= Task =
Format the records from the line containing "outline bare tree, every instance" through the end of the records as a Markdown table with the columns Row and Line, leaving out blank lines.

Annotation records
┌──
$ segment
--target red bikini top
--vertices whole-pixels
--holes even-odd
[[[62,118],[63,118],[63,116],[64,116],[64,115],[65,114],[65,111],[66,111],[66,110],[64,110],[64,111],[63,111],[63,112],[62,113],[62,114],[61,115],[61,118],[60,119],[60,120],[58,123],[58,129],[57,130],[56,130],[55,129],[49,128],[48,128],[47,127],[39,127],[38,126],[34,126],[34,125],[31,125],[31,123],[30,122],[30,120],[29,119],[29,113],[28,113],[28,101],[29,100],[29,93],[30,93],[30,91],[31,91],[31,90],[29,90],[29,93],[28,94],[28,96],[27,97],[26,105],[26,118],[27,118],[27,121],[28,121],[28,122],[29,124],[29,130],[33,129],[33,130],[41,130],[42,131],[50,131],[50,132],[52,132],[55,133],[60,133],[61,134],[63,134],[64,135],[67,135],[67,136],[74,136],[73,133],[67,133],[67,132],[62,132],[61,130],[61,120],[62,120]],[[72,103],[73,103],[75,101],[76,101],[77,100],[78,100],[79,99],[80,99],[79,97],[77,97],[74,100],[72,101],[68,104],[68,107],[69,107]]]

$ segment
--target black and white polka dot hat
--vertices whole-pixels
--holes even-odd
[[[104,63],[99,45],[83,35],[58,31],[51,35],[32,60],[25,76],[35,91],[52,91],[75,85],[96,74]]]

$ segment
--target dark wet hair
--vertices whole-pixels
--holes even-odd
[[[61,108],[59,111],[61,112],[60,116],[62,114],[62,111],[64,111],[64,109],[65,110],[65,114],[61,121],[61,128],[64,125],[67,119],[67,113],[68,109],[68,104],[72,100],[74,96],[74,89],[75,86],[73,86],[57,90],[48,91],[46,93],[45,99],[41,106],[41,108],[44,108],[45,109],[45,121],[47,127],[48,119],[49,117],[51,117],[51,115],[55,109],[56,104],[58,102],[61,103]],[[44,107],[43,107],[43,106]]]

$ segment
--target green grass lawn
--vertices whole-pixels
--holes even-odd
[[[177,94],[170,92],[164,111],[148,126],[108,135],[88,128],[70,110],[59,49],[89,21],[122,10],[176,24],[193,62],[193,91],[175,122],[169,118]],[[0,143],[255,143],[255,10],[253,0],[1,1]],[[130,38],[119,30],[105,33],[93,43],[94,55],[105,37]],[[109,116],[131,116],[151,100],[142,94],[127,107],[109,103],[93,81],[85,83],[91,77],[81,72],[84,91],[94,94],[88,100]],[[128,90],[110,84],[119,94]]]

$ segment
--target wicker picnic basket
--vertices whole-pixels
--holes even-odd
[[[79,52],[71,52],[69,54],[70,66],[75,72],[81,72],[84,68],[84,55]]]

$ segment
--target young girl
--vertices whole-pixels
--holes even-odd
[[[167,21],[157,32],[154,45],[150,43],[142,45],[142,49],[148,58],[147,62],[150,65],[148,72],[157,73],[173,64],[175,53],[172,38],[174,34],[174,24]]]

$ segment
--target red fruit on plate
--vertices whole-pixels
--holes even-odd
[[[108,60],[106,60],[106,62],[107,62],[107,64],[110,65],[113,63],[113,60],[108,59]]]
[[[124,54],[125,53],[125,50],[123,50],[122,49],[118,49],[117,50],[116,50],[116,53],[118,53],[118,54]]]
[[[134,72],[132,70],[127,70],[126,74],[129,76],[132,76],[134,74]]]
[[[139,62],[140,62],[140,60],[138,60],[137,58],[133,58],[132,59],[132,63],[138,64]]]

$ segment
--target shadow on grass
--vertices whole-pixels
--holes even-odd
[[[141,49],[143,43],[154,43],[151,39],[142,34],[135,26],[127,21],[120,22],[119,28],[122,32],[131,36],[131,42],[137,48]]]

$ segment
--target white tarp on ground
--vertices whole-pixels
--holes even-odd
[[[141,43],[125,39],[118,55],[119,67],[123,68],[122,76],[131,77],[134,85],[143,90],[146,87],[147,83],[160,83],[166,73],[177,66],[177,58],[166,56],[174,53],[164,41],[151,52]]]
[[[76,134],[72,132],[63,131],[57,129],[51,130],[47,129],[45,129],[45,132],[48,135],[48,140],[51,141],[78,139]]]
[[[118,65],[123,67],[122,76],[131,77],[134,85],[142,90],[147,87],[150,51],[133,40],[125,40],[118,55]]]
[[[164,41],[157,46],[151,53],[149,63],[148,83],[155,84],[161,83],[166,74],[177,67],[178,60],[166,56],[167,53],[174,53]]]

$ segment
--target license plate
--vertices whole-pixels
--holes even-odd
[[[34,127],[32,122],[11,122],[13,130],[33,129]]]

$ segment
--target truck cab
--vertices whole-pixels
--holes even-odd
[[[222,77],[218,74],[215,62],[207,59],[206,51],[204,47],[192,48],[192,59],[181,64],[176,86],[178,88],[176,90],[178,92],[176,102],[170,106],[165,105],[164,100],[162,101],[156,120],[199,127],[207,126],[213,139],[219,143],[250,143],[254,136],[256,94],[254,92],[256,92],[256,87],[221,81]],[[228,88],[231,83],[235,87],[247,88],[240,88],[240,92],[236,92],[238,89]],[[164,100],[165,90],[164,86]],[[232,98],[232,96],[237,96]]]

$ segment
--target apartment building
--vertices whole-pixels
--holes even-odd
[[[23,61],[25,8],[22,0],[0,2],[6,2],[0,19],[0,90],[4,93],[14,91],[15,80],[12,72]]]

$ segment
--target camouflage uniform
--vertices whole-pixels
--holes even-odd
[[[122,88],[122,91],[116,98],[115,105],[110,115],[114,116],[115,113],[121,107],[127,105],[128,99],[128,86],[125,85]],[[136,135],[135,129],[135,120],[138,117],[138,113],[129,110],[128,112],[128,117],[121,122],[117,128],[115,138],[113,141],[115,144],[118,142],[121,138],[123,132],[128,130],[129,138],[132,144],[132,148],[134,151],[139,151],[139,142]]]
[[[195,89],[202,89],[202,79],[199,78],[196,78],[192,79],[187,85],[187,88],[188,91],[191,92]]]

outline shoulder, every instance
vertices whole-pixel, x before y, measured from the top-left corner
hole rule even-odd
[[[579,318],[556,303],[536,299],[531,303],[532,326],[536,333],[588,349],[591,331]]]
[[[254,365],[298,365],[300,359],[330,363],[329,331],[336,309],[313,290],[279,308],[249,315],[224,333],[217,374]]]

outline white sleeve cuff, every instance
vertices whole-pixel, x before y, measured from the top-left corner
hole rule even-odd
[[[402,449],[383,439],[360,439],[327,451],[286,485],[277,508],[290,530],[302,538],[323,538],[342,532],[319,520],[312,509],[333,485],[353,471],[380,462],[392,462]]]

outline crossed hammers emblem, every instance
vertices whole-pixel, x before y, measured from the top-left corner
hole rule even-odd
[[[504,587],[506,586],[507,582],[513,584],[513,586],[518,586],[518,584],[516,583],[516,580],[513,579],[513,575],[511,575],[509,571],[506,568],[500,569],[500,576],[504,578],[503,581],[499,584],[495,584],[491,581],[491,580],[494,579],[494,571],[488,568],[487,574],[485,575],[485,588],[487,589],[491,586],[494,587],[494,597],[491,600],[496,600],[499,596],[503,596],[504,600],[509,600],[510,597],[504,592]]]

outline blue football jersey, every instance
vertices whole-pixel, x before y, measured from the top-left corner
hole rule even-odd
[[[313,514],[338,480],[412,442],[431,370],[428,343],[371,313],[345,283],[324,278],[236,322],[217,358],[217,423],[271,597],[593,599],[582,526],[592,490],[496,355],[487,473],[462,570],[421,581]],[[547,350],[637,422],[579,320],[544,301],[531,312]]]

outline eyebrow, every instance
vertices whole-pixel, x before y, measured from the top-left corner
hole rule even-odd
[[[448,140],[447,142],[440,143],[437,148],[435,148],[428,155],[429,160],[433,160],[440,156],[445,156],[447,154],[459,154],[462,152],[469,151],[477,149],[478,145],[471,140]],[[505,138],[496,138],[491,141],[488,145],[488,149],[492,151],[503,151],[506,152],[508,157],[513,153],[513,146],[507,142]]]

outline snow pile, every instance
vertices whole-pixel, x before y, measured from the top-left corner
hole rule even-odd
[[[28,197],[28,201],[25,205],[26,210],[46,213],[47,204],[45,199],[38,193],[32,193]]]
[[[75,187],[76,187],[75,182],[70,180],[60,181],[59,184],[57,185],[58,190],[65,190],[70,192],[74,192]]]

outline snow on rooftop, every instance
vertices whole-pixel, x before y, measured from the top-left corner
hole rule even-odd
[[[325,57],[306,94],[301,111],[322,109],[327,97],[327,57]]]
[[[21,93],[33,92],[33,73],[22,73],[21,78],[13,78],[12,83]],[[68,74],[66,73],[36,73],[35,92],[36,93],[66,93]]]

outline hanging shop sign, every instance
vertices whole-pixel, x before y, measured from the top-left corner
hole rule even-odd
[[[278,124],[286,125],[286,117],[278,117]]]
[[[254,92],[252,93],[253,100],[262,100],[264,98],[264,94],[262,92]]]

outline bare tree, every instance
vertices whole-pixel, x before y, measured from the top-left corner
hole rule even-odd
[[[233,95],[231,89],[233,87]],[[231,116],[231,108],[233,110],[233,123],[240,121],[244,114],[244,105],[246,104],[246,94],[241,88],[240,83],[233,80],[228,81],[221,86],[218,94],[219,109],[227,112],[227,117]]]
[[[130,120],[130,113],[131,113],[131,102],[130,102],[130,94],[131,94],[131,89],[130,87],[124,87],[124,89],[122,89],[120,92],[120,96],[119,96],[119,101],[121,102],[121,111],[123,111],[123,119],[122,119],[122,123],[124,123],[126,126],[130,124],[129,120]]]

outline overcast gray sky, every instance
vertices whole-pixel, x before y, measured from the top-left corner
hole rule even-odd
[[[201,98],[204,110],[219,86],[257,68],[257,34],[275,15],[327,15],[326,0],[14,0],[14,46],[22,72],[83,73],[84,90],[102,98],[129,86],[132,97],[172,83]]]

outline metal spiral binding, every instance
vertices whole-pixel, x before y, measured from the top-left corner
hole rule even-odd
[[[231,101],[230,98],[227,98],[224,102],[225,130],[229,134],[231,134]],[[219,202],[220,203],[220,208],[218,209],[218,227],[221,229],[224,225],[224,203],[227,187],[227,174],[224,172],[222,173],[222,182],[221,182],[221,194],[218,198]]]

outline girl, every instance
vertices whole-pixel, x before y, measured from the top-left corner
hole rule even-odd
└──
= The solution =
| Row | Line |
|---|---|
| 1 | outline bare tree, every instance |
| 2 | vertices whole-pixel, x before y, measured from the top-left corner |
| 3 | hole rule even-odd |
| 4 | [[[233,95],[231,89],[233,87]],[[231,116],[231,108],[233,110],[233,123],[240,121],[244,114],[244,105],[246,104],[246,94],[241,88],[240,83],[233,80],[228,81],[221,86],[218,94],[219,109],[227,112],[227,117]]] |
| 5 | [[[130,120],[130,113],[131,113],[131,102],[130,102],[130,94],[131,94],[131,89],[130,87],[124,87],[124,89],[122,89],[120,92],[120,96],[119,96],[119,101],[121,102],[121,111],[123,111],[123,119],[122,119],[122,123],[124,123],[126,126],[130,124],[129,120]]] |
| 6 | outline overcast gray sky, every instance |
| 7 | vertices whole-pixel, x before y, measured from the top-left corner |
| 8 | hole rule even-odd |
| 9 | [[[201,98],[204,110],[219,86],[257,68],[257,34],[275,15],[327,15],[326,0],[14,0],[14,46],[22,72],[83,73],[84,90],[102,98],[129,86],[132,97],[172,83]]] |
| 10 | outline metal spiral binding, every instance |
| 11 | vertices whole-pixel, x before y, measured from the top-left corner |
| 12 | hole rule even-odd |
| 13 | [[[231,101],[230,98],[227,98],[224,102],[225,130],[229,134],[231,134]],[[219,202],[220,203],[220,208],[218,209],[218,227],[221,229],[224,225],[224,203],[227,187],[227,174],[224,172],[222,173],[222,182],[221,182],[221,194],[218,198]]] |
| 14 | outline girl, every instance |
| 15 | vertices whole-pixel, x before y, measured from the top-left corner |
| 16 | hole rule even-odd |